Do this: Which lines of the material below contain the word "green"? Return each of them in full.

Part of a data file:
————

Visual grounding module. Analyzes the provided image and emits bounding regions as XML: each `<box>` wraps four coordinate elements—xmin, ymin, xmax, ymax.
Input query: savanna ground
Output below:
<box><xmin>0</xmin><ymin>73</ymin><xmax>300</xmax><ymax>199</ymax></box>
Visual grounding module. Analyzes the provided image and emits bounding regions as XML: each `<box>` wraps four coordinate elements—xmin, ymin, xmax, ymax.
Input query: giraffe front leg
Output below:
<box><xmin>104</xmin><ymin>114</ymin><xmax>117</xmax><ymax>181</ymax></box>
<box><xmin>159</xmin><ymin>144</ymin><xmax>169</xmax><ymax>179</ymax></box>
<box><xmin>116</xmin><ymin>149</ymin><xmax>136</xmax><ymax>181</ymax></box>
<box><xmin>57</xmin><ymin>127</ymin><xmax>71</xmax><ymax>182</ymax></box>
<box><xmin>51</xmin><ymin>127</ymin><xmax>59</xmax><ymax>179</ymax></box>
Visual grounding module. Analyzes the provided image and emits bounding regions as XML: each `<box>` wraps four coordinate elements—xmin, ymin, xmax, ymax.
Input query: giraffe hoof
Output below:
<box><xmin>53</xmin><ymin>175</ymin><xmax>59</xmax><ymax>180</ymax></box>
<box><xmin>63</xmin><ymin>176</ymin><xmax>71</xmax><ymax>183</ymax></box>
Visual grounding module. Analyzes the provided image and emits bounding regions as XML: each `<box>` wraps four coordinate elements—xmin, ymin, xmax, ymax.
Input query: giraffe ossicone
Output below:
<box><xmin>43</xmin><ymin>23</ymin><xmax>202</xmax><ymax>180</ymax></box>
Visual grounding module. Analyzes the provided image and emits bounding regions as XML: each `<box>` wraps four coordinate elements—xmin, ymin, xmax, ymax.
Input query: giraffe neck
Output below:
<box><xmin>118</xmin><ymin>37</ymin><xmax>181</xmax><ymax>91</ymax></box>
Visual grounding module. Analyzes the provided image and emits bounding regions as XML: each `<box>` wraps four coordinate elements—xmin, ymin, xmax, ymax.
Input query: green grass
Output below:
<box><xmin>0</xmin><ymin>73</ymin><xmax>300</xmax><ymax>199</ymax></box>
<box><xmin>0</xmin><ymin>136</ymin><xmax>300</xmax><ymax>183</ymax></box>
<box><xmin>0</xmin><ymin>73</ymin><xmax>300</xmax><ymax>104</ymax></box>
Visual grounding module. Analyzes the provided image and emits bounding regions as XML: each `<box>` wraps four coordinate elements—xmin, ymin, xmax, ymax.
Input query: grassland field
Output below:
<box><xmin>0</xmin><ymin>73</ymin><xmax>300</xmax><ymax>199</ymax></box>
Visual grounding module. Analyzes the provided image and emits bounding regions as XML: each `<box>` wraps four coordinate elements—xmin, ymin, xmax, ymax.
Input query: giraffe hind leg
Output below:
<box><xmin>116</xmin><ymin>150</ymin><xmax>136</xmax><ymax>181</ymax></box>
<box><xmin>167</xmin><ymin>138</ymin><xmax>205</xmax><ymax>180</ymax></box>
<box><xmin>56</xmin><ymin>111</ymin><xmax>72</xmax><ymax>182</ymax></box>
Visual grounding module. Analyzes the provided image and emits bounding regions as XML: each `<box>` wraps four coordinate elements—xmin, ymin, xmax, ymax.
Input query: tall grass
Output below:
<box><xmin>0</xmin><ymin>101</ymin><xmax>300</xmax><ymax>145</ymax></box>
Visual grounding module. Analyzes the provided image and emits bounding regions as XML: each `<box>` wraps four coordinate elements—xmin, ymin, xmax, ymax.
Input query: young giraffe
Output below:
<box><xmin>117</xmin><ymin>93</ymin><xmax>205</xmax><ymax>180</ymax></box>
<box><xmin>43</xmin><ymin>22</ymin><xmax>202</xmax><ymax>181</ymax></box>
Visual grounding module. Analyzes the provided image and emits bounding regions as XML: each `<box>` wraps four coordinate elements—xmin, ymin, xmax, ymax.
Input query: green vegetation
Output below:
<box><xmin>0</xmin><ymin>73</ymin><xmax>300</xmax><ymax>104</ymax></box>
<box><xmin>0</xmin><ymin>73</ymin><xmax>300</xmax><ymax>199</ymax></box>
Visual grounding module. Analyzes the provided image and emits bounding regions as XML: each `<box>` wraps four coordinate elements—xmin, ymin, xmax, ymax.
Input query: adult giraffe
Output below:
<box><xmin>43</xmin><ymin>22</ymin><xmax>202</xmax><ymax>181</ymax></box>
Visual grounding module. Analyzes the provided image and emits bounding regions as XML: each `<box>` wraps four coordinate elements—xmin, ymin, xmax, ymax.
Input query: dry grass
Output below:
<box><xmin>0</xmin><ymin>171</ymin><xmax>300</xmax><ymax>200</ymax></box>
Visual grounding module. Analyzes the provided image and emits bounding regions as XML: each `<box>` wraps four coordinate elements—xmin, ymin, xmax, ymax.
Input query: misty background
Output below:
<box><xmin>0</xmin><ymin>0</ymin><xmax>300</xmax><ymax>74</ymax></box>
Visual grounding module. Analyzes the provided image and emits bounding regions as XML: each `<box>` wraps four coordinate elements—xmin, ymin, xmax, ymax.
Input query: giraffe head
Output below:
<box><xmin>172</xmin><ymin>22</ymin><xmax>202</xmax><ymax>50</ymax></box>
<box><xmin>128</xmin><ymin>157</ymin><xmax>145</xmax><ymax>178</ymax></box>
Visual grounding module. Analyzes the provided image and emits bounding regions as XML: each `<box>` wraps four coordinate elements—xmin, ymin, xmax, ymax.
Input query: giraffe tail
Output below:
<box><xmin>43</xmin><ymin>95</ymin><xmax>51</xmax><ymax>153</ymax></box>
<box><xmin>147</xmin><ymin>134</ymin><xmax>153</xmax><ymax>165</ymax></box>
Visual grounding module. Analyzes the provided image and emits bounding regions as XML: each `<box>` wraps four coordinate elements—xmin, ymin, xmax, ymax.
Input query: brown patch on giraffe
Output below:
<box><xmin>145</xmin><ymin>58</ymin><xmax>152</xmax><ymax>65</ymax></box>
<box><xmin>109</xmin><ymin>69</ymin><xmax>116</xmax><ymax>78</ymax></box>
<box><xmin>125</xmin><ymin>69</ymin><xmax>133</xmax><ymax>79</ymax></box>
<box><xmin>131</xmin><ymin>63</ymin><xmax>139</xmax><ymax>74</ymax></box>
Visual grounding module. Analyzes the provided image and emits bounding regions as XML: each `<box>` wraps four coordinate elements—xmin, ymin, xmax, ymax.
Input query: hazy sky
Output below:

————

Answer for this exercise:
Input query: green grass
Input query: green vegetation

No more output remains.